--- DATA UNDER STUDY ---
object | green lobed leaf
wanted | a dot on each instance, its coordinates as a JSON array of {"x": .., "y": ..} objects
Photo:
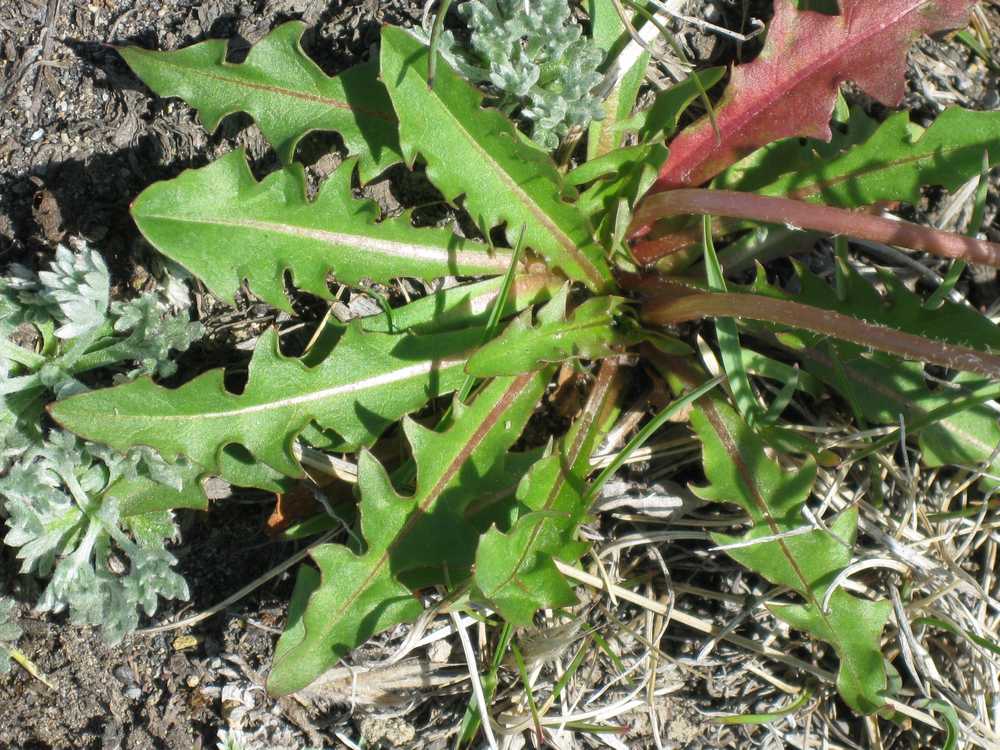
[
  {"x": 740, "y": 471},
  {"x": 359, "y": 593},
  {"x": 368, "y": 382},
  {"x": 477, "y": 153},
  {"x": 893, "y": 163},
  {"x": 285, "y": 92},
  {"x": 595, "y": 329},
  {"x": 224, "y": 227},
  {"x": 514, "y": 571},
  {"x": 885, "y": 388}
]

--- TASK DESCRIPTION ---
In the copy, include exactly the lines from the one containing "wanted | a dot" through the last line of the records, and no pictures or other text.

--- YOUR RESPONSE ---
wanted | a dot on each instance, its coordinates as a JSON array of {"x": .., "y": ..} objects
Photo:
[
  {"x": 740, "y": 471},
  {"x": 359, "y": 593},
  {"x": 368, "y": 382},
  {"x": 477, "y": 153},
  {"x": 893, "y": 163},
  {"x": 285, "y": 92},
  {"x": 595, "y": 329},
  {"x": 224, "y": 227},
  {"x": 514, "y": 571},
  {"x": 885, "y": 388}
]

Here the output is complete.